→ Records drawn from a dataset
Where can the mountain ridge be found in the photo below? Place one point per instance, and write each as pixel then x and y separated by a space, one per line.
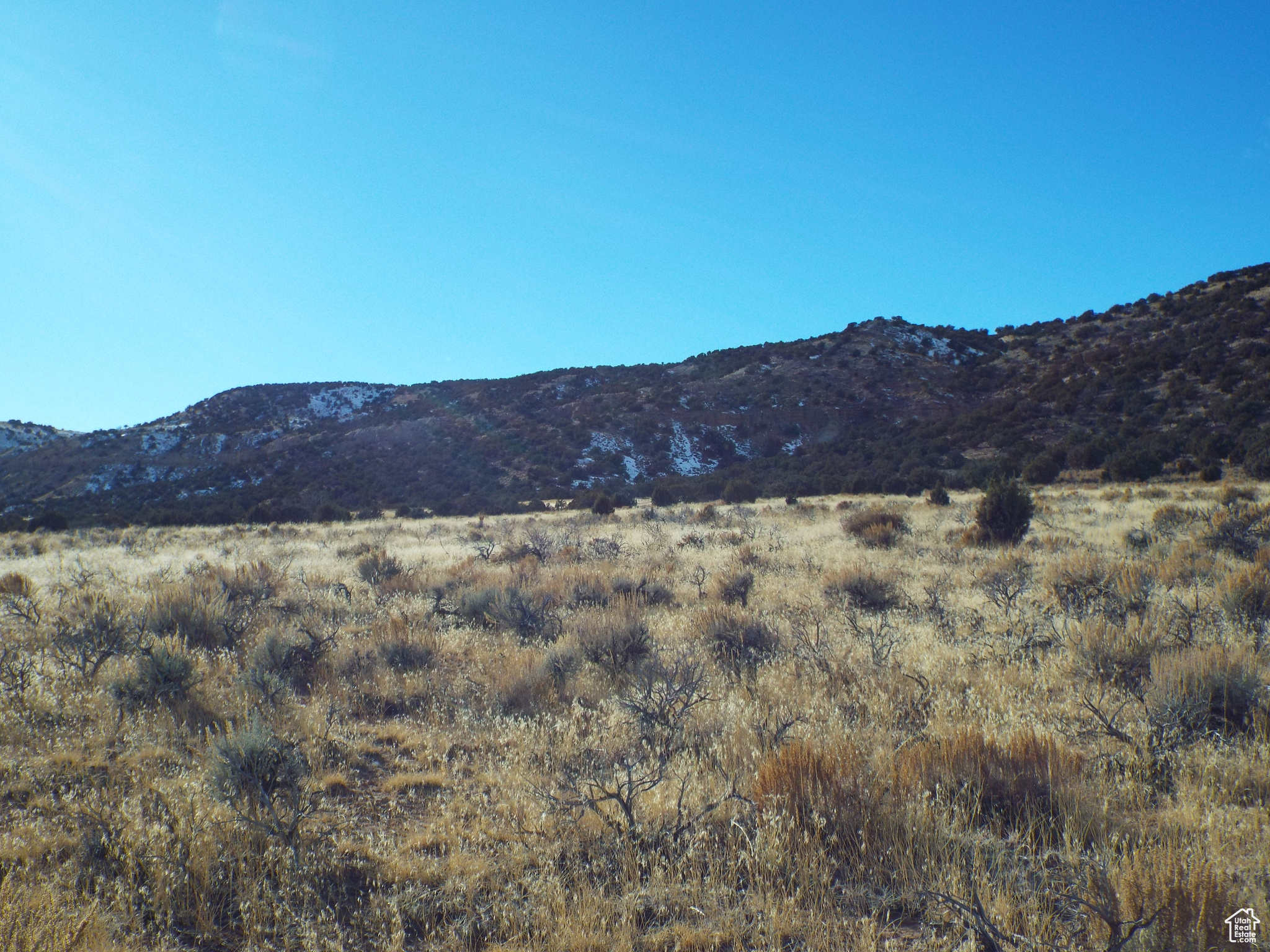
pixel 1173 380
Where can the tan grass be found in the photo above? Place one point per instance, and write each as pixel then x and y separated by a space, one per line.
pixel 831 724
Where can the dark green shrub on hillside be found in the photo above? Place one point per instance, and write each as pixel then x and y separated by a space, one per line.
pixel 329 512
pixel 1003 514
pixel 164 676
pixel 1133 466
pixel 50 519
pixel 1043 469
pixel 662 495
pixel 739 491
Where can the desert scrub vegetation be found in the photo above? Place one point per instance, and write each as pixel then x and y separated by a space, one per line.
pixel 840 723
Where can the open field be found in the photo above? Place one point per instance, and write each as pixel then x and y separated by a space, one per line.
pixel 694 728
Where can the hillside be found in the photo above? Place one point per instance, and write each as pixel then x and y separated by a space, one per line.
pixel 882 405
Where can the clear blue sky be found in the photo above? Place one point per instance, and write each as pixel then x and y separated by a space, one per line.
pixel 197 196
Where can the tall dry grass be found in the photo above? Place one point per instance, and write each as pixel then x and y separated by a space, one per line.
pixel 827 725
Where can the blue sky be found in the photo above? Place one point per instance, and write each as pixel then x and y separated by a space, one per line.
pixel 203 196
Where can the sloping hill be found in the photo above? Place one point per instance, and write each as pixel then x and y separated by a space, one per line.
pixel 886 404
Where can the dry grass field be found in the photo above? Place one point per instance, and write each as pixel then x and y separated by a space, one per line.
pixel 833 724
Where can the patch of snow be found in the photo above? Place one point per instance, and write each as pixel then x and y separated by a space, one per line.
pixel 742 446
pixel 343 403
pixel 938 347
pixel 159 442
pixel 258 437
pixel 686 460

→ WHAT THE TASK ASKS
For each entry, copy the text exactly and leave out any image it carries.

→ ANSWER TO THIS PROBLEM
Where can the mountain ridge be found in the photo below? Place one point per instance, and write each as pixel then x and y separated by a space, one per line.
pixel 1173 380
Where can the tan grass be found in the photo above? Place one point per instance, and write each as pixel then x and y separated by a space, one per line.
pixel 831 724
Where can the dark green shrub on hillside be found in the photo above? Place one point per instance, and write each as pixel then x and y separated by a space, one per line.
pixel 329 512
pixel 1003 514
pixel 164 676
pixel 1133 466
pixel 50 519
pixel 1043 469
pixel 662 495
pixel 739 491
Where can the desert scrub vegetation be found in the photo above? Place one point per instance, and write each as pixel then x and y separated by a space, one per line.
pixel 840 723
Where can the open field be found in the photo above? Place one point per instance, and write each as pixel then x and y separated by a space, one per line.
pixel 694 728
Where can the hillside be found in the photo above? Place one point per instance, and write each as pixel then x and y separated by a space, one per line.
pixel 882 405
Where can the clear blue sky be found in the photo above? Place one point per instance, and write each as pixel then x and y separated by a space, one per line.
pixel 197 196
Where can the tall dry grass be found in the photo above? Place one point per instance, and write each as pixel then x and y separated by a space, one per line.
pixel 827 725
Where can the blue sky be found in the photo above? Place one point per instance, and write each as pixel then x and y separated by a space, one per line.
pixel 203 196
Where can the sloping hill be found in the photo above? Place one point per instance, and write each as pixel then x and y separated by a space, one per line.
pixel 886 404
Where can the dry grass field be found in the photo above? Place one point per instance, and write each as pixel then x and y separated by a space, one per line.
pixel 833 724
Where can the patch of snow be found in the photo above? Place one point per instance, and write each as pixel then x and y separated by a space, one per line.
pixel 742 446
pixel 343 403
pixel 938 347
pixel 159 442
pixel 258 437
pixel 686 460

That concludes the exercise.